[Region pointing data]
========================
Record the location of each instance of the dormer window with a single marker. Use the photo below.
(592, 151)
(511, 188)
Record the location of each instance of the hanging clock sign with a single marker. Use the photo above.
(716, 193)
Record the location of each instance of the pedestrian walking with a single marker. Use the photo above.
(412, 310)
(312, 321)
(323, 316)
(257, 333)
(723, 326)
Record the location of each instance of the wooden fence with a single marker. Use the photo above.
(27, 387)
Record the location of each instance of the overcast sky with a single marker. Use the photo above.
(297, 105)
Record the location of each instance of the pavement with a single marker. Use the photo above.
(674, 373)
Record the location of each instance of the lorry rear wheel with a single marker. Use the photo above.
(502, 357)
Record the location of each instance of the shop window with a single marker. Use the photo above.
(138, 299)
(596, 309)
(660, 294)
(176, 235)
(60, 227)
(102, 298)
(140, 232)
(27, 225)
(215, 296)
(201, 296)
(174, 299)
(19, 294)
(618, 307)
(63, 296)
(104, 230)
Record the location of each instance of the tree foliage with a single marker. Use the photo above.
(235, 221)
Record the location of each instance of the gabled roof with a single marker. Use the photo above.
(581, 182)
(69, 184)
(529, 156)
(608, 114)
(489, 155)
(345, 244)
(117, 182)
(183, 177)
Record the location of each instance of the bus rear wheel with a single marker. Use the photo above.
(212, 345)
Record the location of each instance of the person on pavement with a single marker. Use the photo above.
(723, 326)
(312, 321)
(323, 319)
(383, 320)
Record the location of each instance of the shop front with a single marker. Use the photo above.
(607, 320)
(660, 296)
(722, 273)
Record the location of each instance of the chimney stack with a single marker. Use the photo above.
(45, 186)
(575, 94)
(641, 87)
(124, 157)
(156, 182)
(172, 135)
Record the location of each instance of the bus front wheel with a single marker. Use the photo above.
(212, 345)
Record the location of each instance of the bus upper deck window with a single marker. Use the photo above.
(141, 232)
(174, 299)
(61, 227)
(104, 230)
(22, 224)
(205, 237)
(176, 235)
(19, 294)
========================
Task prompt> Set all the data down again, exactly as it reads above.

Response>
Record the location of each instance of the dormer window with a single marker. Use the photo below.
(592, 151)
(511, 188)
Record the location of each instance of the hanging clock sign with a single marker. Use the photo above.
(716, 193)
Record the location of each instance of the pedestrian walking with a single marker. Use the photo above.
(412, 310)
(312, 321)
(323, 316)
(257, 333)
(723, 326)
Record the location of each instance of the wooden fence with a single marker. Use the photo above.
(27, 387)
Record the location of each instance of the overcast sky with a single marker. Use the photo above.
(297, 105)
Record the location of each instance of the pavement with a single marker. Use the photo above.
(674, 373)
Record the location of each instance of the lorry rear wheel with a single marker. Use the photo above.
(502, 357)
Record the location of each instance of the shop window with a single marker. Use the photo above.
(138, 299)
(596, 309)
(660, 294)
(176, 235)
(60, 227)
(102, 298)
(140, 232)
(27, 225)
(215, 296)
(201, 296)
(174, 299)
(19, 294)
(618, 307)
(63, 296)
(104, 230)
Record the location of each instance of the tree foliage with a single marker. Use the photo above.
(235, 221)
Record the location of each instance of the gabled roof with a single marker. Use the photo above.
(581, 182)
(69, 184)
(529, 156)
(608, 114)
(489, 155)
(345, 244)
(117, 182)
(183, 177)
Record the location of each instance of the bus rear wheel with a single marker. Use the photo above.
(212, 345)
Record the location of each instance of the person on pavement with a single marker. Use the photo above.
(723, 326)
(312, 321)
(323, 319)
(383, 320)
Record the location of each instance of the shop front with a single marker. Use the photo above.
(607, 320)
(660, 296)
(722, 273)
Record the location of each instance of the chimney stack with a single marker. Use the photo above.
(45, 186)
(575, 94)
(641, 87)
(124, 157)
(156, 182)
(172, 135)
Record the location of each instance of the bus front wheel with a single marker. Use the photo above.
(212, 345)
Record the location of each instance of the bus upper deck window with a single marker. Use the photo above.
(141, 232)
(174, 299)
(61, 227)
(104, 230)
(22, 224)
(205, 237)
(176, 235)
(19, 294)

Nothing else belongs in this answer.